TASK TO COMPLETE ::
Edit the passage on solving the rational inequality, starting with "Step 3) Use" and going on through "satisfies the inequality.", so that "real line" replaces "number line" wherever it appears.

SOURCE EXCERPT ::
** start **
Let's set the numerator and denominator equal to zero and solve the equations. $$-x + 2=0$$ $$x=2$$ $$x - 3=0$$ $$x=3$$ At this point, we know that x = 3 can't be in the solution set. This is because it makes the denominator 0 and division by zero is undefined.
Step 3) Use the numbers from the previous step to set up intervals on the number line.
On the horizontal number line, we can set up three intervals: We have split the number line into three intervals. One interval contains any number less than 2 and is labeled with the letter "A". The next interval is between 2 and 3. This interval is labeled with the letter "B". Lastly, we have an interval that consists of any number that is greater than 3. This interval is labeled with the letter "C".
Step 4) Test a number from each interval to determine if that interval satisfies the inequality.
** end **
ENTRIES SUPPLIED ::
** start **
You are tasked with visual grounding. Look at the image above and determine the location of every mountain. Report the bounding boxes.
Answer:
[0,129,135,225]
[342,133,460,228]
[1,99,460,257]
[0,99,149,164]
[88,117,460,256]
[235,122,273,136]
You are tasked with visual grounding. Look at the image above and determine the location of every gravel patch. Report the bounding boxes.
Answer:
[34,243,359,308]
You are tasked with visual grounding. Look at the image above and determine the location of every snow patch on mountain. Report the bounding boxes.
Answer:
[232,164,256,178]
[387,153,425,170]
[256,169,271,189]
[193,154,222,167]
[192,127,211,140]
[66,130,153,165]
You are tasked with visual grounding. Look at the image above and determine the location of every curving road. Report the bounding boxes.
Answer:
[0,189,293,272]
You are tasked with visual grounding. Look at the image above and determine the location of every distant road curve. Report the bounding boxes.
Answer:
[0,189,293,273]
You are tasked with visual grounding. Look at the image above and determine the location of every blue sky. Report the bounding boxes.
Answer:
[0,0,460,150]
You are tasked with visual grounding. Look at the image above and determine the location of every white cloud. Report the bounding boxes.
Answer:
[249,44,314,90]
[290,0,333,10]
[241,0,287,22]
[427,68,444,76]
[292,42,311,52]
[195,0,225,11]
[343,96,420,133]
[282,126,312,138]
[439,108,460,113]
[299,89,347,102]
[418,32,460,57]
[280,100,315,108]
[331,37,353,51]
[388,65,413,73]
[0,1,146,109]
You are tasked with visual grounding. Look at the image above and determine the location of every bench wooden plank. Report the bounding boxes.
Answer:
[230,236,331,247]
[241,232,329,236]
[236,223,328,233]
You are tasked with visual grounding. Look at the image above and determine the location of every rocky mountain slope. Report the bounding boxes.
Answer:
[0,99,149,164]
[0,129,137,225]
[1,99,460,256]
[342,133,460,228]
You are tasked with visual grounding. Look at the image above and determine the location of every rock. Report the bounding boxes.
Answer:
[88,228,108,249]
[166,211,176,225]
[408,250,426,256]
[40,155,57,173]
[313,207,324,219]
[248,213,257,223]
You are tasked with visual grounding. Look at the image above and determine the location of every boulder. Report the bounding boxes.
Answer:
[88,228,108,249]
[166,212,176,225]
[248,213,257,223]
** end **
RESULT OF THIS EXERCISE ::
Step 3) Use the numbers from the previous step to set up intervals on the real line.
On the horizontal real line, we can set up three intervals: We have split the real line into three intervals. One interval contains any number less than 2 and is labeled with the letter "A". The next interval is between 2 and 3. This interval is labeled with the letter "B". Lastly, we have an interval that consists of any number that is greater than 3. This interval is labeled with the letter "C".
Step 4) Test a number from each interval to determine if that interval satisfies the inequality.